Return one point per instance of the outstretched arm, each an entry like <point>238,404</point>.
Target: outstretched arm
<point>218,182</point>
◇ ◇ ◇
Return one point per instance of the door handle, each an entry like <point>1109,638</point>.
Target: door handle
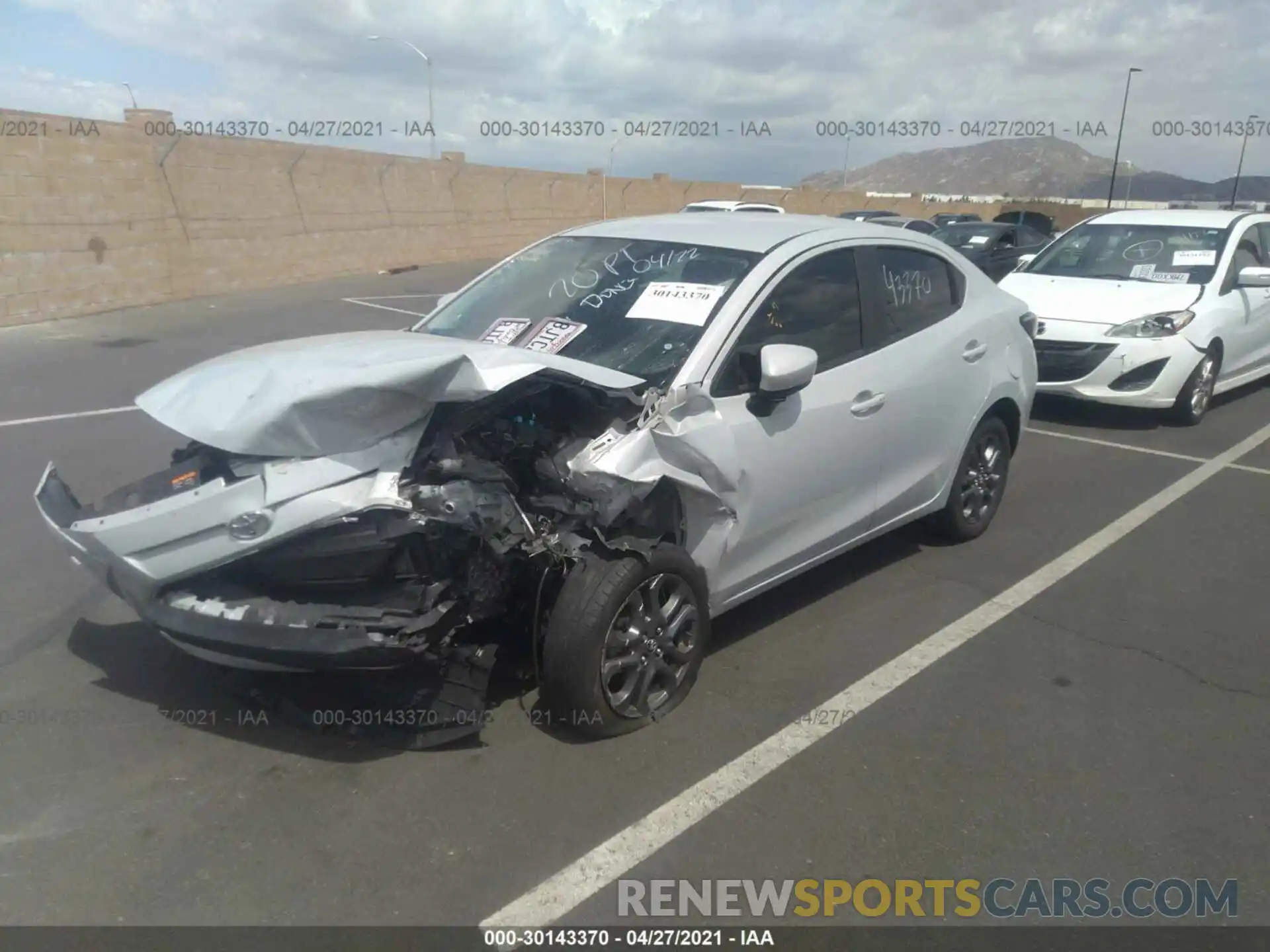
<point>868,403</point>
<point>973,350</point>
◇ ◇ ◇
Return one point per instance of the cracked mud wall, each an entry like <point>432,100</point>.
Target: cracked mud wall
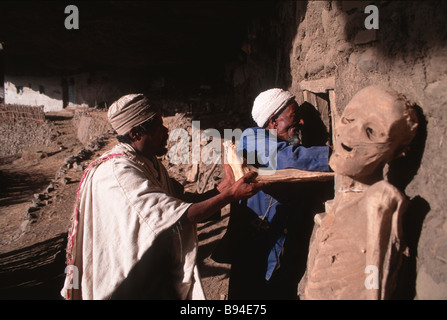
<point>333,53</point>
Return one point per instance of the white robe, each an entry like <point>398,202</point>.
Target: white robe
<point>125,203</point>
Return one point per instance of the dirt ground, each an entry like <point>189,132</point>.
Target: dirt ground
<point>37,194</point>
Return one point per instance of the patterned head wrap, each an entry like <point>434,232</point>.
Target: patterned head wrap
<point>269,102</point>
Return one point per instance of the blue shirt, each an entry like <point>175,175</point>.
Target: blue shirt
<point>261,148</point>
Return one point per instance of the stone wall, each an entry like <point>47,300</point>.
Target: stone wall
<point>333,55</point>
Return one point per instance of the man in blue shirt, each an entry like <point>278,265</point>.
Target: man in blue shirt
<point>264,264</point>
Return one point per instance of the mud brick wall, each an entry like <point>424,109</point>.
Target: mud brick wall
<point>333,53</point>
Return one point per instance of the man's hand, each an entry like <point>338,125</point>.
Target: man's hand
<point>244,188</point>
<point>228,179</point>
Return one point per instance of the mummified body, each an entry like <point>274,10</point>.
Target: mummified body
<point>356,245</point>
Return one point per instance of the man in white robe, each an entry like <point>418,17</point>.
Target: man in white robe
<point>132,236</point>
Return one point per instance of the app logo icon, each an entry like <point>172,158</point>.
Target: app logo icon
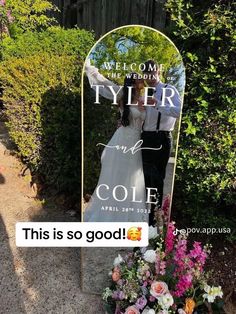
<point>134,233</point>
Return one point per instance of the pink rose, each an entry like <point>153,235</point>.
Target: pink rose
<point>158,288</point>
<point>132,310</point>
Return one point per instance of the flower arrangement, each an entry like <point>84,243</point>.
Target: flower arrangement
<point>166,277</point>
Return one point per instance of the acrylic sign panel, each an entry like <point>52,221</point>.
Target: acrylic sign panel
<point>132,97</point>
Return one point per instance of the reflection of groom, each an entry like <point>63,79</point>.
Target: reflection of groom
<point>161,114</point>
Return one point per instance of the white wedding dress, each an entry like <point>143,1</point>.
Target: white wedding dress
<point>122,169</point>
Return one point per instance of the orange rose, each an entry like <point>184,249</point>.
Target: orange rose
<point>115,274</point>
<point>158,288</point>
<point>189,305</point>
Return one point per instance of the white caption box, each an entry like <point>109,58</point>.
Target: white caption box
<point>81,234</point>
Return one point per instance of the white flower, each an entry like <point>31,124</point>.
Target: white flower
◇ ◇ ◇
Aim of the exercise:
Rewrite the records from the line with "Return one point per instance of the white flower, each" to the line with "Target: white flower", putting "yellow flower" wherever "white flower" appears and keeping everything else the same.

Worked answer:
Return one point per instance of the yellow flower, each an entry like <point>31,124</point>.
Target: yellow flower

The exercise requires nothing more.